[Passage for review]:
Execute browser actions before content extraction. Useful for pages that require interaction (clicking buttons, filling forms, scrolling to load content).

result = client.scrape(
    "https://example.com/infinite-scroll",
    actions=[
        {"type": "wait", "milliseconds": 1000},
        {"type": "click", "selector": "button.load-more"},
        {"type": "wait", "milliseconds": 2000},
        {"type": "scroll", "direction": "down", "amount": 3},
        {"type": "screenshot"},
    ],
)

Action Types Reference

Action Type	Required Fields	Optional Fields	Description
`click`	selector	button, click_count, modifiers	Click an element
`wait`	—	milliseconds	Wait for duration
`scroll`	—	direction (up/down), amount	Scroll the page
`type`	selector, text	—	Type text into input
`screenshot`	—	—	Capture screenshot
`hover`	selector	—	Hover over element
`press`	key	modifiers	Press keyboard key
`select`	selector, value	—	Select dropdown option
`fill_form`	fields	—	Fill multiple form fields
`evaluate`	script	—	Run JavaScript
`go_back`	—	—	Navigate back
`go_forward`	—	—	Navigate forward

LLM Extraction

Extract structured data from a page using an LLM. Pass a prompt and optional schema (JSON Schema) in the extract parameter.

[Source material]:
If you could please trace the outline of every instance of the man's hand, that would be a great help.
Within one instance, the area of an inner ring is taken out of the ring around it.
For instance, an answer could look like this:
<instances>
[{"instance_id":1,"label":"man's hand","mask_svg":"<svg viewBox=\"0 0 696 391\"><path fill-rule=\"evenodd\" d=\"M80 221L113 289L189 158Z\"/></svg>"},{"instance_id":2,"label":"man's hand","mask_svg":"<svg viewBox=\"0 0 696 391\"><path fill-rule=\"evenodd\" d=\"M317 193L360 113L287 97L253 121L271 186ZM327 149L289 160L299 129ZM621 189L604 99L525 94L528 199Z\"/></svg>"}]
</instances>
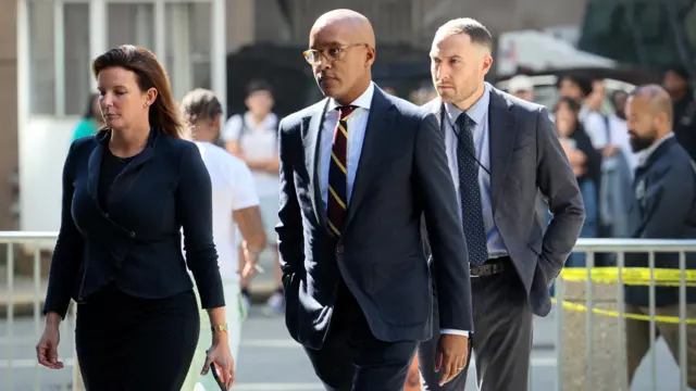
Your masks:
<instances>
[{"instance_id":1,"label":"man's hand","mask_svg":"<svg viewBox=\"0 0 696 391\"><path fill-rule=\"evenodd\" d=\"M467 367L469 338L459 335L440 335L435 355L435 371L443 369L439 377L439 386L442 387Z\"/></svg>"}]
</instances>

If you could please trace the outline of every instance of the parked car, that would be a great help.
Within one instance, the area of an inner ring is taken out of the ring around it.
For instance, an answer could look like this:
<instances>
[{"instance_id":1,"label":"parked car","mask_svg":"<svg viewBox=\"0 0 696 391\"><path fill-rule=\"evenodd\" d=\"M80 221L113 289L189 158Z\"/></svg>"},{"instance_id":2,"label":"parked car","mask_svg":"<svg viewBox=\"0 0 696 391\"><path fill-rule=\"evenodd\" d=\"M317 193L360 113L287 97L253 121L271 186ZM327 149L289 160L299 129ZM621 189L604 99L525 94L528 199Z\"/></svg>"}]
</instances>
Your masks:
<instances>
[{"instance_id":1,"label":"parked car","mask_svg":"<svg viewBox=\"0 0 696 391\"><path fill-rule=\"evenodd\" d=\"M550 70L538 73L526 73L534 85L535 102L550 110L558 100L557 83L560 77L567 74L581 75L592 79L600 79L604 81L607 92L607 102L605 109L611 112L609 98L617 90L630 92L635 86L660 83L660 75L629 68L568 68L568 70ZM497 77L492 83L499 89L506 90L508 81L514 75L506 75Z\"/></svg>"}]
</instances>

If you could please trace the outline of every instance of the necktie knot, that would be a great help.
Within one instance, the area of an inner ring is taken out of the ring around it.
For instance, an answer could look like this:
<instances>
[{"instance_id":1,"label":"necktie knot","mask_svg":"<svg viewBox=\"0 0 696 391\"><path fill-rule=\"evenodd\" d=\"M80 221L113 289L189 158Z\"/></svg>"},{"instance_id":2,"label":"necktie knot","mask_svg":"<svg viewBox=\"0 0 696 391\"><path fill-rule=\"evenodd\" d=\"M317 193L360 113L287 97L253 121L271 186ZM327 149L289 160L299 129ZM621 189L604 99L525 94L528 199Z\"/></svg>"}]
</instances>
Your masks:
<instances>
[{"instance_id":1,"label":"necktie knot","mask_svg":"<svg viewBox=\"0 0 696 391\"><path fill-rule=\"evenodd\" d=\"M457 117L457 126L462 131L471 131L471 129L473 129L476 123L473 119L471 119L471 117L467 115L467 113L461 113Z\"/></svg>"},{"instance_id":2,"label":"necktie knot","mask_svg":"<svg viewBox=\"0 0 696 391\"><path fill-rule=\"evenodd\" d=\"M336 110L338 110L338 118L340 118L340 121L346 121L356 109L357 108L355 105L343 105L336 108Z\"/></svg>"}]
</instances>

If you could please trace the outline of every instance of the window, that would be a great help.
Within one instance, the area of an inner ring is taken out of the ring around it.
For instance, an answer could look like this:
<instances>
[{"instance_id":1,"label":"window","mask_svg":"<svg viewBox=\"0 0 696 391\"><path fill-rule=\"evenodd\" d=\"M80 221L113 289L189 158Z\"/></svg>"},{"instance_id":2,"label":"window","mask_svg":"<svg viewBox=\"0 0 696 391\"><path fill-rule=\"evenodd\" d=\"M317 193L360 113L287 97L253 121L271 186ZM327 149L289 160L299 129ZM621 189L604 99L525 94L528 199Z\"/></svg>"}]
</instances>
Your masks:
<instances>
[{"instance_id":1,"label":"window","mask_svg":"<svg viewBox=\"0 0 696 391\"><path fill-rule=\"evenodd\" d=\"M29 111L32 114L55 112L53 53L53 4L32 1L27 4L29 22Z\"/></svg>"},{"instance_id":2,"label":"window","mask_svg":"<svg viewBox=\"0 0 696 391\"><path fill-rule=\"evenodd\" d=\"M89 97L89 5L32 0L29 110L82 114Z\"/></svg>"},{"instance_id":3,"label":"window","mask_svg":"<svg viewBox=\"0 0 696 391\"><path fill-rule=\"evenodd\" d=\"M163 52L159 56L177 99L197 87L224 94L224 78L215 81L212 75L213 51L220 52L216 70L225 63L224 48L212 43L213 28L225 34L224 25L215 24L223 22L213 17L214 9L225 10L217 1L164 0L160 7L159 0L101 0L103 8L95 7L100 5L96 0L26 1L27 12L18 23L26 26L22 30L28 48L20 50L27 53L29 65L20 72L26 72L22 77L28 81L30 115L82 115L95 91L94 56L124 43Z\"/></svg>"},{"instance_id":4,"label":"window","mask_svg":"<svg viewBox=\"0 0 696 391\"><path fill-rule=\"evenodd\" d=\"M65 114L83 115L89 105L89 4L65 4Z\"/></svg>"}]
</instances>

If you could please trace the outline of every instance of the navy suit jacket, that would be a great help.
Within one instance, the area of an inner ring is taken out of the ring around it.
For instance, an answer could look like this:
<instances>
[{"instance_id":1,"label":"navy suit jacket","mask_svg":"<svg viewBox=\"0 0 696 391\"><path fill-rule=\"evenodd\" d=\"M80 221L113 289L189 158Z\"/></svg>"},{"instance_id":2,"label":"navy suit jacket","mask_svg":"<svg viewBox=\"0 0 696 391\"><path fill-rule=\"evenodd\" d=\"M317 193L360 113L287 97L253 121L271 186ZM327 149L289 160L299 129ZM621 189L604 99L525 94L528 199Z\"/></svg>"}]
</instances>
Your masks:
<instances>
[{"instance_id":1,"label":"navy suit jacket","mask_svg":"<svg viewBox=\"0 0 696 391\"><path fill-rule=\"evenodd\" d=\"M224 305L212 236L208 171L192 142L151 130L146 148L111 185L109 214L98 203L110 131L75 140L63 168L61 227L44 312L65 316L104 285L160 299L192 288L204 308ZM184 228L186 258L182 253Z\"/></svg>"},{"instance_id":2,"label":"navy suit jacket","mask_svg":"<svg viewBox=\"0 0 696 391\"><path fill-rule=\"evenodd\" d=\"M320 349L343 279L378 340L432 337L425 216L437 256L439 326L473 331L469 257L437 119L375 88L352 197L337 240L320 193L319 147L328 99L279 124L279 239L286 325ZM350 131L350 130L348 130ZM338 310L340 311L340 310Z\"/></svg>"}]
</instances>

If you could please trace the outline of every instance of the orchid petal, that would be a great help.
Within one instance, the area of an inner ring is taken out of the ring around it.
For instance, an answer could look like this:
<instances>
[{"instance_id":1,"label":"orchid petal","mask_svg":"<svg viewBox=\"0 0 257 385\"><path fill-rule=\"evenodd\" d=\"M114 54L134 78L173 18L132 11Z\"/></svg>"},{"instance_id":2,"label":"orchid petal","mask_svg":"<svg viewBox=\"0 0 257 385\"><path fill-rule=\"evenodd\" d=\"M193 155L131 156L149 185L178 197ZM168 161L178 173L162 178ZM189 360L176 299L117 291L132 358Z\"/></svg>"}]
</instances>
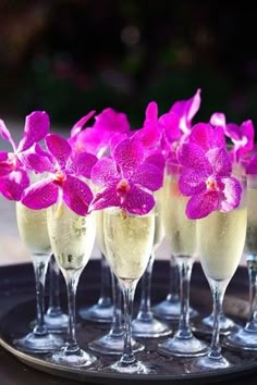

[Tasks]:
A – According to the browser actions documentation, which fields are required for the `type` action?
B – Summarize the browser actions documentation in two sentences.
C – Rewrite the paragraph of the browser actions documentation that begins "Execute browser actions before content extraction" as a short list, keeping its main facts.

[Answer list]:
A – The `type` action requires `selector` and `text`.

B – Browser actions can run before content extraction, which helps with pages that need interaction such as clicking buttons, filling forms, or scrolling to load content. Available actions include click, wait, scroll, type, screenshot, hover, press, select, fill_form, evaluate, go_back, and go_forward, and a separate LLM extraction feature pulls structured data from a page using a prompt and an optional JSON Schema passed in the extract parameter.

C –
- Browser actions run before content extraction.
- They suit pages that require interaction:
  - clicking buttons
  - filling forms
  - scrolling to load content